**Given passage:**

(RxWiki News) Anxiety disorders such as post-traumatic stress disorder (PTSD) affect the lives of many people. These people frequently turn to alcohol consumption to deal with the pain. However, alcohol may just be making it worse.
According to a new study, those who drink heavily may have a harder time ‘un-learning’ a fear.
This may cause symptoms linked to anxiety disorders and PTSD to worsen.
"Ask your psychiatrist for anxiety symptom remedies."
"A history of heavy alcohol abuse could impair a critical mechanism for recovering from a trauma, and in doing so put people at greater risk for PTSD," said Andrew Holmes, PhD, scientist at the National Institute on Alcohol Abuse and Alcoholism.
"We're not only seeing that alcohol has detrimental effects on a clinically important emotional process, but we're able to offer some insight into how alcohol might do so by disrupting the functioning of some very specific brain circuits."
The researchers gave a group of mice alcohol for a month. The amount of alcohol given to the mice was equal to double the legal driving limit in humans. The mice were then taught to fear a specific sound. Every time the sound was played the mice were given an electric shock.
A second group of mice was not given any alcohol but subject to the same electric shock learning experience.
The researchers then played the sound without the electric shock. All of the mice were initially afraid of the sound. However, those mice that had not been given alcohol eventually learned not to fear the sound.
The mice that have been given alcohol continued to fear the sound long after the electric shocks had been removed.
Researchers then analyzed and compared the brains between the two groups of mice. They found that cells in a brain area called the prefrontal cortex had a different shape in the mice who had been given alcohol.

**To do:**
(a) Echo the alcohol and fear article word for word, from "(RxWiki News) Anxiety" to "time ‘un-learning’ a fear.".
(b) Answer these questions using the alcohol and fear article:
(i) For how long was the first group of mice given alcohol?
(ii) Where does Andrew Holmes work as a scientist?
(iii) In which brain area did cells have a different shape in the mice given alcohol?
Use nothing but the alcohol and fear article above.

(Items from a data source)

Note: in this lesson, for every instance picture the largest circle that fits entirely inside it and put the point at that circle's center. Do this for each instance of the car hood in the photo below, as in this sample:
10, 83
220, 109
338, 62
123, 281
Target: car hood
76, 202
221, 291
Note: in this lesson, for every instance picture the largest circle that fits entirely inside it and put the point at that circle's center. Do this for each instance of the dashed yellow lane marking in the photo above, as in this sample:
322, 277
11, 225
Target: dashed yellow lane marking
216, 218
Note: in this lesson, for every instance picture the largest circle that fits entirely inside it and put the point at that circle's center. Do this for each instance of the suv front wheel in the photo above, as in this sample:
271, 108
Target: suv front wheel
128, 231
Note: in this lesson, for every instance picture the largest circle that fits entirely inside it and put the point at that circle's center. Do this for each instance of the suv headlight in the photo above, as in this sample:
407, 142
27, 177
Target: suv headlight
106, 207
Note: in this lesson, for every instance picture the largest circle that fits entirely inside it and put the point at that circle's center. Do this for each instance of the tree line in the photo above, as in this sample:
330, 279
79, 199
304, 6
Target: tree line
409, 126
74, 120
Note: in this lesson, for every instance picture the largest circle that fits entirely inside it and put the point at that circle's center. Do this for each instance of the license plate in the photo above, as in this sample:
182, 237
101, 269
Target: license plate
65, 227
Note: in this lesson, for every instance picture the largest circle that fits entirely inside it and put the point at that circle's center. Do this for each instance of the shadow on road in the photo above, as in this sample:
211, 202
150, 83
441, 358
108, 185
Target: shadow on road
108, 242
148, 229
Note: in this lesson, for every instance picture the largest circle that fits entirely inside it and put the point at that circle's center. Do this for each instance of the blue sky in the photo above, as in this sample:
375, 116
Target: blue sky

**Answers to the tasks:**
(a)
(RxWiki News) Anxiety disorders such as post-traumatic stress disorder (PTSD) affect the lives of many people. These people frequently turn to alcohol consumption to deal with the pain. However, alcohol may just be making it worse.
According to a new study, those who drink heavily may have a harder time ‘un-learning’ a fear.

(b)
(i) For a month.
(ii) At the National Institute on Alcohol Abuse and Alcoholism.
(iii) The prefrontal cortex.